▶ Problem statement
In the records that follow, find each line with "below" and pull it out.

[Input data — start]

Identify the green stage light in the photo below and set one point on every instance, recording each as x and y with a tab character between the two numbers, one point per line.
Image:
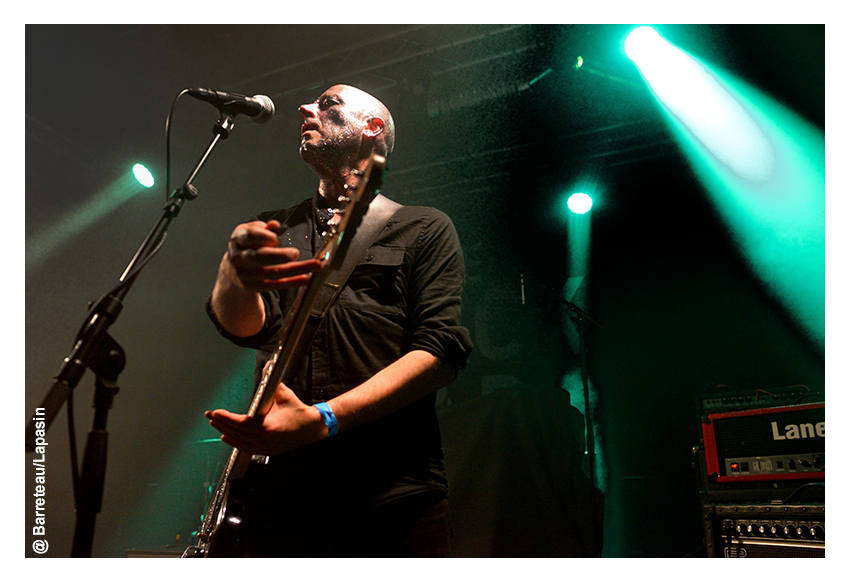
580	203
762	165
143	175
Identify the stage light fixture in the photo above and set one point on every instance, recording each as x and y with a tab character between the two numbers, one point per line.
143	175
580	203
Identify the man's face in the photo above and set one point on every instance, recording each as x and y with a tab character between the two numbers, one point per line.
331	133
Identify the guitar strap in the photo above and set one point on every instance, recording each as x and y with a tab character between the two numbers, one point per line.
380	210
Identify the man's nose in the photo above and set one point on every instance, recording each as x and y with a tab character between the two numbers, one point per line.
308	110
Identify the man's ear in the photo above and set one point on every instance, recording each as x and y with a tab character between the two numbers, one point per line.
374	127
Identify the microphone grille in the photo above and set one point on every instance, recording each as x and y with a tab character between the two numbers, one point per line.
268	109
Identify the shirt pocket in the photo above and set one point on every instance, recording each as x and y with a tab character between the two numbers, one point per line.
374	284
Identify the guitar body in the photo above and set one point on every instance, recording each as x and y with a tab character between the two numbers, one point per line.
222	532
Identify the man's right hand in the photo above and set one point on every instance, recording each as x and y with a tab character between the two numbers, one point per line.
252	263
255	262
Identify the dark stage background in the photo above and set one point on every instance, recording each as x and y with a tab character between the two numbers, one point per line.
494	123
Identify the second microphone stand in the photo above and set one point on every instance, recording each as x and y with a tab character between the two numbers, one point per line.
94	349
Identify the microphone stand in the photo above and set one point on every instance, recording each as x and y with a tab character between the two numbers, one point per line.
581	318
95	349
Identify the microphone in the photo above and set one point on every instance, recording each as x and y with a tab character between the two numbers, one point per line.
259	107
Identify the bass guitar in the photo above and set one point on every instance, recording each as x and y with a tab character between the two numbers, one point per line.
220	532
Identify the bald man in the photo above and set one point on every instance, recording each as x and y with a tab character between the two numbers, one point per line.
355	460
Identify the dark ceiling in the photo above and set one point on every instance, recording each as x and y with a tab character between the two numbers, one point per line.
493	123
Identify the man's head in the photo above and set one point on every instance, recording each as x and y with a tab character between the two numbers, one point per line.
343	126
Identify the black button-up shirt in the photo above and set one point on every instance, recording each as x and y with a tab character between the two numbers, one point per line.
404	295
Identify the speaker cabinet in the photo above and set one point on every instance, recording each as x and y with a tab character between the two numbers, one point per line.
764	531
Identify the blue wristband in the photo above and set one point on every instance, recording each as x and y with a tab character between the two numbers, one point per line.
329	418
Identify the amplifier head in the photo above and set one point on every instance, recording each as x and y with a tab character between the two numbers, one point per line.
782	443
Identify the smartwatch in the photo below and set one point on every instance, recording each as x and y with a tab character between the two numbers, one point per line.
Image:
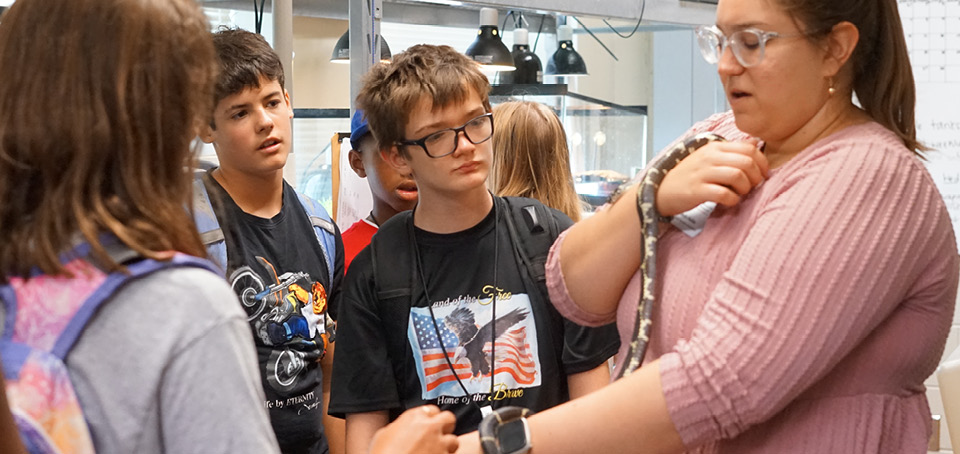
505	431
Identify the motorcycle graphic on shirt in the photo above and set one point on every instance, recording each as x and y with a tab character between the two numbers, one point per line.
286	317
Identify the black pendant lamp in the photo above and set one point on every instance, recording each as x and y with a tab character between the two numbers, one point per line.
566	61
529	70
488	49
341	51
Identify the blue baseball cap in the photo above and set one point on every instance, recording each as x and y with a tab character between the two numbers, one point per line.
358	129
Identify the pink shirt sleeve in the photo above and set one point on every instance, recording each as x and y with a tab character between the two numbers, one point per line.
834	253
721	123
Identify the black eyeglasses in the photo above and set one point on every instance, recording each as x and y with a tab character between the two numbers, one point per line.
444	141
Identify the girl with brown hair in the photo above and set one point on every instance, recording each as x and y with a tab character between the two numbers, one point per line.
98	107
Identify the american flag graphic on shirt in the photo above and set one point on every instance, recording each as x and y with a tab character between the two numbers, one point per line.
517	363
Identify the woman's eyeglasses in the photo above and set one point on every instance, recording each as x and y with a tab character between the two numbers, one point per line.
747	45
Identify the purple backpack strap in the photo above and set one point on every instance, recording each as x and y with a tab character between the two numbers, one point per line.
110	286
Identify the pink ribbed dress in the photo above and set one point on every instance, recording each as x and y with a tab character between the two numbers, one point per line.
806	318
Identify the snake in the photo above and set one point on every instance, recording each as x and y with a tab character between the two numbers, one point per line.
650	220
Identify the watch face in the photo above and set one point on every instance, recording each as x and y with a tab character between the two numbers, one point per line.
513	437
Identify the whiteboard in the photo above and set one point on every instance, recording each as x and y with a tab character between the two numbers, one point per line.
932	31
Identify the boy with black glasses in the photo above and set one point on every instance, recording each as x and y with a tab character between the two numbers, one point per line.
448	305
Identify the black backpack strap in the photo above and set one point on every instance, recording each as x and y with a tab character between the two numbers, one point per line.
391	252
533	227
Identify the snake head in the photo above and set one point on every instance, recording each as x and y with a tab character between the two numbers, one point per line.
702	139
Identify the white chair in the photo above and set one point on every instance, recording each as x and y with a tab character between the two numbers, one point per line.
948	377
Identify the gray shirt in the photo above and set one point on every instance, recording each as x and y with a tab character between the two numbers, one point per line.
168	366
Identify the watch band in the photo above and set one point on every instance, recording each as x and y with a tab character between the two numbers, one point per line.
491	423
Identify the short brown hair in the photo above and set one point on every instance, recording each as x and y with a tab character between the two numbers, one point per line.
531	158
392	90
244	58
96	125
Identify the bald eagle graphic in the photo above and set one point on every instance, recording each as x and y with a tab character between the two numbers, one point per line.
472	339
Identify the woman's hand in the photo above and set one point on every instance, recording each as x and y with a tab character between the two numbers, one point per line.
720	172
420	430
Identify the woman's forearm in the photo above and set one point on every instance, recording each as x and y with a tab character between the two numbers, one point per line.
600	254
630	415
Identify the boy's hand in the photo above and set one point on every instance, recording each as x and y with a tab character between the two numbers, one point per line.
419	430
720	172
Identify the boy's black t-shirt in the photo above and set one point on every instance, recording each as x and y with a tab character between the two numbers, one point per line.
276	267
390	355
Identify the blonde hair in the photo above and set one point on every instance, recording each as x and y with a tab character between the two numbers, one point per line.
530	156
96	123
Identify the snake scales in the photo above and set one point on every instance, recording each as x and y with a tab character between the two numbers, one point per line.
649	231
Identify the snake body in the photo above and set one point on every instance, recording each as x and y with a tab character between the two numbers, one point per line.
650	230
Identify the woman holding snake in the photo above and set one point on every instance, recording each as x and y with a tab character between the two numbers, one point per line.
804	312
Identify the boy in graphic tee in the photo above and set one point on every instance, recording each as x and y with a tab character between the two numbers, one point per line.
432	343
275	262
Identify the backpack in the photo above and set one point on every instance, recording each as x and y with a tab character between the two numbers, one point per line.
532	227
204	215
44	317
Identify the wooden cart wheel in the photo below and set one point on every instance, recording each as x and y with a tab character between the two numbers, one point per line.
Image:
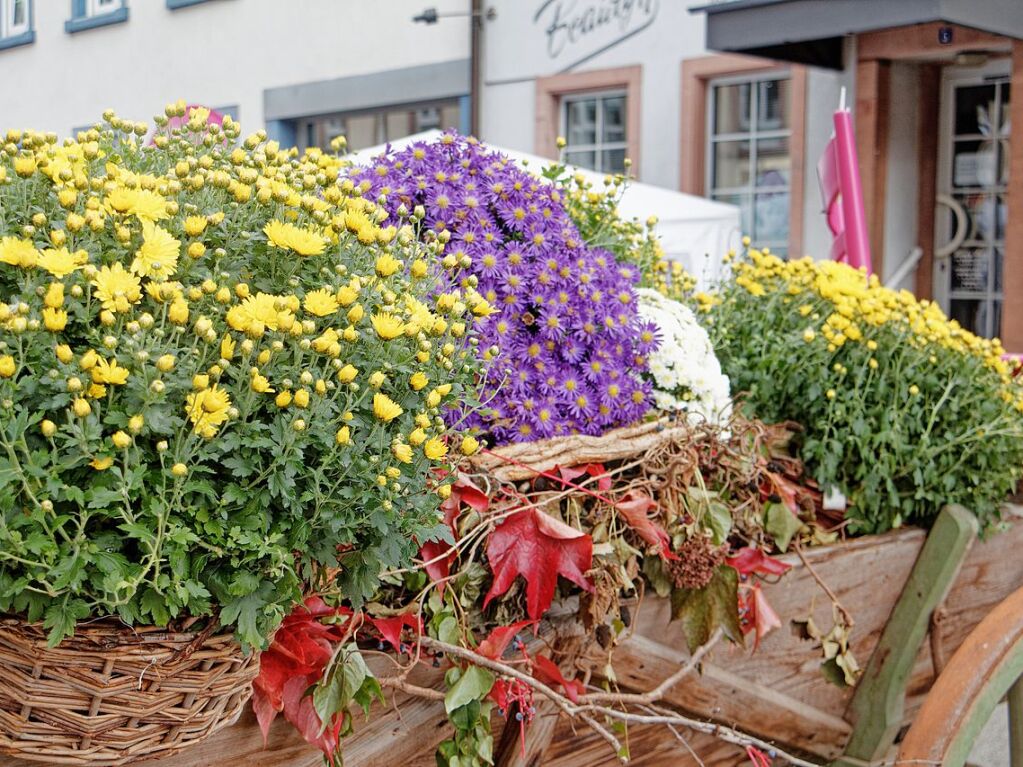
980	674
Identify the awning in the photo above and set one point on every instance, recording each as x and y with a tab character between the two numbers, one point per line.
812	31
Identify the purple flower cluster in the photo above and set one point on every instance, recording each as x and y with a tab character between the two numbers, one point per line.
572	345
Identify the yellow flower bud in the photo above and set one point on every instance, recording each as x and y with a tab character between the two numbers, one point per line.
347	374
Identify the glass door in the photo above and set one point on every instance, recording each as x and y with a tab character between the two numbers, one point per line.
973	173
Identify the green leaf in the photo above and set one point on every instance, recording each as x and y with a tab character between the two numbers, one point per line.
703	611
156	604
474	684
61	617
781	524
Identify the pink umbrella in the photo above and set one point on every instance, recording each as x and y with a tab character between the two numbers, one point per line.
838	172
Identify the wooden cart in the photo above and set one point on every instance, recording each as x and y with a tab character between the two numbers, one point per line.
917	599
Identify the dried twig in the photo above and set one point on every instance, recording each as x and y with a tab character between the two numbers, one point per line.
825	587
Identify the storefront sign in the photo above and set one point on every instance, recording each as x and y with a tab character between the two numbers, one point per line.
579	30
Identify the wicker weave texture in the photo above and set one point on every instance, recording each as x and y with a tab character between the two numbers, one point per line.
114	695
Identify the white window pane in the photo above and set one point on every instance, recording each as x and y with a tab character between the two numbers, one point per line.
770	217
772	104
614	119
613	161
745	205
731	108
361	132
586	159
731	165
450	117
581	122
772	162
398	124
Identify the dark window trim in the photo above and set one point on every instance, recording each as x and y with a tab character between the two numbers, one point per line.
81	24
175	4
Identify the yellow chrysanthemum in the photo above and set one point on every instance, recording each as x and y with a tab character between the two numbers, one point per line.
143	204
320	303
117	287
292	237
258	313
385	408
158	258
18	253
388	326
54	319
208	410
435	449
108	372
387	265
60	262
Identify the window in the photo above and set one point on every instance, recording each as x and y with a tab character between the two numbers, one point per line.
748	153
594	128
364	129
15	23
87	14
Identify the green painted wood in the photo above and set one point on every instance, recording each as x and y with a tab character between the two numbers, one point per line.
879	704
1016	724
1002	679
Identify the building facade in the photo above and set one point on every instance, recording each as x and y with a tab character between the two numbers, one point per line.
306	70
732	101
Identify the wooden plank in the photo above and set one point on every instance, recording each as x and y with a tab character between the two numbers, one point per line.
729	698
878	708
650	746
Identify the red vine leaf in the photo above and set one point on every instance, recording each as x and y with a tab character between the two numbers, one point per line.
635	508
762	616
750	559
539	548
547	672
495	644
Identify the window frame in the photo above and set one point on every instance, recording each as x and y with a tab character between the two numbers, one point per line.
12	36
598	146
697	74
89	14
753	135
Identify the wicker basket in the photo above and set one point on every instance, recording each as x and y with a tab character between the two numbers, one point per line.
113	695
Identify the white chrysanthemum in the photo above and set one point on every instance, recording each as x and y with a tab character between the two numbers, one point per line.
684	370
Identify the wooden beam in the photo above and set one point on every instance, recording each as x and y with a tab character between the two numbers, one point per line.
878	707
1012	307
921	41
729	698
873	101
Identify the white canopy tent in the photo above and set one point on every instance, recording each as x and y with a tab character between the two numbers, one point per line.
694	231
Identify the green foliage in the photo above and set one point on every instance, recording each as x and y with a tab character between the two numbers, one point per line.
903	410
239	449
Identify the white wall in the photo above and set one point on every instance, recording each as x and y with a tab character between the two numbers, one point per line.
221	53
902	172
516	51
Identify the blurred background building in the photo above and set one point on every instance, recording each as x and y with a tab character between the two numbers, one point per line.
731	100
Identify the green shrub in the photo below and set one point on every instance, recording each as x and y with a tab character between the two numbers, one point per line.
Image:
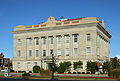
25	74
23	71
115	73
12	70
30	71
88	73
74	72
83	72
45	72
36	69
78	72
19	71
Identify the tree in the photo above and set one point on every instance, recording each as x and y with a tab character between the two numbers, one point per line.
77	65
65	66
92	66
36	69
106	67
115	63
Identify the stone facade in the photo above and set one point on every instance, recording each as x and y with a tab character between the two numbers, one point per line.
72	40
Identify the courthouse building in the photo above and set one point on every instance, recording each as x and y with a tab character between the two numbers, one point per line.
72	40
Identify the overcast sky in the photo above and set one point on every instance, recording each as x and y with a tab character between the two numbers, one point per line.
31	12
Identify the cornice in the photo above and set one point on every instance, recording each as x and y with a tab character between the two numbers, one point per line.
55	28
103	30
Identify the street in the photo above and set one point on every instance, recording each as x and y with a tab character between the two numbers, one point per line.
9	79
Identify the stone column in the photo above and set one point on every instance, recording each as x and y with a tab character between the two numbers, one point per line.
40	47
33	47
47	46
55	45
71	45
63	46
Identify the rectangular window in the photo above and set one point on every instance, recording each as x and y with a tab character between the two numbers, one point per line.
19	42
88	37
59	52
18	65
35	63
44	41
28	65
51	40
67	39
75	51
30	53
75	38
19	53
67	52
98	51
51	52
37	53
30	41
59	40
88	50
44	52
37	41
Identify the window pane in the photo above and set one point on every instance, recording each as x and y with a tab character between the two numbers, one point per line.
19	53
28	65
18	65
37	53
67	52
88	50
30	41
35	63
75	38
51	51
44	52
37	41
30	53
98	51
44	41
67	38
19	42
59	52
88	37
75	51
58	40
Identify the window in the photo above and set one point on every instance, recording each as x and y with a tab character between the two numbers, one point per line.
30	41
37	41
75	51
67	52
35	63
98	51
51	51
51	40
67	39
30	53
88	50
88	37
44	52
75	38
28	65
59	40
18	65
44	41
37	53
19	42
19	53
59	52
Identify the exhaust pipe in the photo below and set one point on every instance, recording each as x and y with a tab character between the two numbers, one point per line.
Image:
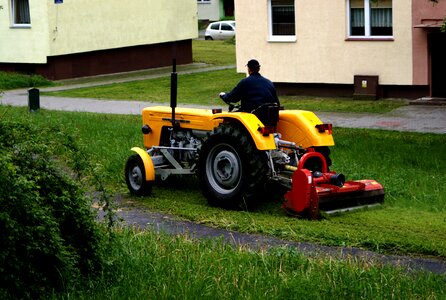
173	90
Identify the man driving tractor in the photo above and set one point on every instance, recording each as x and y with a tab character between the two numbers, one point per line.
253	91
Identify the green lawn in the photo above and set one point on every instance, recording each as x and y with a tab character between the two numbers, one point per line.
145	265
219	53
203	88
409	165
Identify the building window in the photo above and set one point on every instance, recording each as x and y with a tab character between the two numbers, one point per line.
282	20
370	18
20	13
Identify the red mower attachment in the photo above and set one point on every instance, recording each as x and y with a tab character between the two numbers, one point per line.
312	192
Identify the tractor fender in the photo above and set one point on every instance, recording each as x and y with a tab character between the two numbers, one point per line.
252	124
149	168
300	127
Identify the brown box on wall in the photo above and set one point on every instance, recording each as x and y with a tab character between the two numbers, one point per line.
365	87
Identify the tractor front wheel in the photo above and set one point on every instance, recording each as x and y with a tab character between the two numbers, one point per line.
231	169
135	177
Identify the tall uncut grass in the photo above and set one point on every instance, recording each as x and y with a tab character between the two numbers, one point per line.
408	165
147	265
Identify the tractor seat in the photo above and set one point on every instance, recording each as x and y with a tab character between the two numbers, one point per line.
268	114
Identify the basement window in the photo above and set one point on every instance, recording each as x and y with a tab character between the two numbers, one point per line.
20	13
370	18
282	20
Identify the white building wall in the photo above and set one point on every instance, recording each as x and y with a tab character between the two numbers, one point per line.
321	53
84	25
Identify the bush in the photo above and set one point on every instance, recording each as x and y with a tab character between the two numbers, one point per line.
48	233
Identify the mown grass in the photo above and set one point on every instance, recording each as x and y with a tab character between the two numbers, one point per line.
203	89
147	265
218	53
409	165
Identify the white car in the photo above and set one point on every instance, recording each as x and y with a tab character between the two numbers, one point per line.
220	30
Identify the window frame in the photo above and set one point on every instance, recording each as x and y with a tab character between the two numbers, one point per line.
367	25
13	16
279	38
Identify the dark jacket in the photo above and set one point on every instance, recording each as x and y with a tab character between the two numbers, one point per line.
253	91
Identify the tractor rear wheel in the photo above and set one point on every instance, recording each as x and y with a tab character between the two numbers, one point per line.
135	177
231	169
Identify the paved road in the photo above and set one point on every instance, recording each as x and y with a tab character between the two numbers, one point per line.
415	118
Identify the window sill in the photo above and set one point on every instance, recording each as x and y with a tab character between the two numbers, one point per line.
282	39
368	39
19	26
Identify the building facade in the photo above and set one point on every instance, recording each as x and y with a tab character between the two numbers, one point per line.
386	48
72	38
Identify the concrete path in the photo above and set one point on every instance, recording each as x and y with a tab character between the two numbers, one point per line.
415	118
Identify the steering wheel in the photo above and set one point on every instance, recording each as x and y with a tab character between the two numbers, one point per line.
232	107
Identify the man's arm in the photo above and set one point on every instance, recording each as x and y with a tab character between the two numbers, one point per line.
234	95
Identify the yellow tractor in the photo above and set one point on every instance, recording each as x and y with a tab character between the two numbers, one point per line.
238	155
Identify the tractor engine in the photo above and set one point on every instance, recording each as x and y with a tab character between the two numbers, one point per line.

[Input data — finish]

▶ Response for this exercise
Identify the green stage light in the photo below and set one point on every instance, recording each as x and y with a tab character between the two numbers, one point per line.
Identify the smartwatch in the photo below and set one point on every instance, recording each as x and y with a tab character between the two numbers, one point per line.
Identify the wooden cart wheel in the photo below and set one point on every instance, recording each as x and y with a tab character between the two numbers, one point per line.
Identify the green shrub in the photo below and set one point on every instance, recording each as x and y with a tab character between the two numbers, one point per line.
Identify the exhaust pipe in the photo below and set one point on every instance, recording each as x and y with a tab character between the two numbers, one point per line.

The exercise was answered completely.